Problem description:
Quote the article on bribery charges for doctors and teachers word for word, everything from "The new interpretation" down to "in recent years.".

Doctors and teachers may now face bribery charges if they receive monetary and other forms of reward in exchange for favors made through their work, the Supreme People's Court (SPC) and the Supreme People's Procuratorate (SPP) said in a new judicial interpretation issued Monday.
Under the interpretation, medical staff face being charged with commercial bribery if they receive bribes from sales agents of pharmaceutical companies and suppliers of medical equipment, or if they help promote pharmaceutical products through their prescriptions for the benefits.
Similarly, teachers face the charges if they accept bribes from sales agents of textbooks, teaching facilities, school uniforms and other related items during the course of their work.
Organizers of sports and cultural activities will also be covered under the interpretation.
Members of judicial or evaluation groups, members of committees for the procurement of items and members of bidding procurement groups, can also be punished for crimes committed under the circumstances of receiving illegal returns.
Those found guilty of the crimes could be jailed.
The latest move by the SPC and SPP is in accordance with two amendments to the Criminal Law issued in November 2005 and June 2006.
Previously, the Criminal Law stipulated that crimes of bribery were limited to government officials or employees of State companies.
An interpretation released last November included commercial crimes of non-government officials and employees to the legal definition.
Public servants, State company employees and those who were "employees of other institutions" were also previously subject to commercial bribery laws.
The new interpretation has clarified that the "other institutions" include State organs, social institutions, community residents' committees, village committees and organizing committees for sports and cultural activities.
"The interpretation further clarifies the circumstances in facing crimes of bribery, especially the affirmation of commercial bribery, to staff of companies, enterprises and other institutions," the SPC and SPP said.
The interpretation also clarified that rewards of monetary value given to suspects will be considered bribes, including home furnishing, travel packages and shopping coupons.
Bribery cases have been on the rise in recent years.
From 2002-2007, official records showed that the SPP dealt with 19,963 commercial bribery cases involving government officials.
Since 2006, the SPC and SPP have reportedly cracked down on commercial bribery by focusing on areas ranging from construction, land transfer, property transactions and the purchase of medical and pharmaceutical products, to bank loans, securities, and commercial insurance.

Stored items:
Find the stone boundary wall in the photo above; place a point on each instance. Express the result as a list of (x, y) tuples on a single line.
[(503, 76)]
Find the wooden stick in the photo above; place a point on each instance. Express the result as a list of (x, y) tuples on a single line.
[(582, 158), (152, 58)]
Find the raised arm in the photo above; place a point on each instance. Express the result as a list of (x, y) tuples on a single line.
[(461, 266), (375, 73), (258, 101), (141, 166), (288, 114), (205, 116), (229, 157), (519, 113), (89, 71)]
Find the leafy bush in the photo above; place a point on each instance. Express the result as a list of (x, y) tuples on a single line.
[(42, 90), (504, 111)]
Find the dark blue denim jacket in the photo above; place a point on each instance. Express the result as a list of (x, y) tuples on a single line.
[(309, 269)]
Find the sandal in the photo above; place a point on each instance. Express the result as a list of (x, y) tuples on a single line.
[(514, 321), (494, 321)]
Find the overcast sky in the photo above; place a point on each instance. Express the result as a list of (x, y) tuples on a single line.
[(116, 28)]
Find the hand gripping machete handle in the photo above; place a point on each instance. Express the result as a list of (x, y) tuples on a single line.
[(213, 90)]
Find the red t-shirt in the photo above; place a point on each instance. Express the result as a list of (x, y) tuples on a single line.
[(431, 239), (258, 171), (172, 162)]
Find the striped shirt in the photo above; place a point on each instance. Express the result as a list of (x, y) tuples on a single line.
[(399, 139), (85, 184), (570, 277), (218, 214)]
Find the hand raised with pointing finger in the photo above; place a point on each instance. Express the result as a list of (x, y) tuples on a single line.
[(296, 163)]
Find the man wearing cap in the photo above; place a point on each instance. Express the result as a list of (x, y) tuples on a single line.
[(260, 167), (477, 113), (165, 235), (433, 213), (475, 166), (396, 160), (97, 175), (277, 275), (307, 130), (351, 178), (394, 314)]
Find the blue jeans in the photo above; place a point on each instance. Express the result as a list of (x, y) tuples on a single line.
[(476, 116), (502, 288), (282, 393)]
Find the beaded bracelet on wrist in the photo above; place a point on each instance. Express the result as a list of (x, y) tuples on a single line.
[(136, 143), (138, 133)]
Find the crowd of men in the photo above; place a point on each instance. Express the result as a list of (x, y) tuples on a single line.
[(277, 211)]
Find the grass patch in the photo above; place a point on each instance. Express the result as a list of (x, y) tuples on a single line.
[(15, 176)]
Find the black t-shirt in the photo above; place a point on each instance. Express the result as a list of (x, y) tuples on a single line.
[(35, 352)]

Answer to this task:
The new interpretation has clarified that the "other institutions" include State organs, social institutions, community residents' committees, village committees and organizing committees for sports and cultural activities.
"The interpretation further clarifies the circumstances in facing crimes of bribery, especially the affirmation of commercial bribery, to staff of companies, enterprises and other institutions," the SPC and SPP said.
The interpretation also clarified that rewards of monetary value given to suspects will be considered bribes, including home furnishing, travel packages and shopping coupons.
Bribery cases have been on the rise in recent years.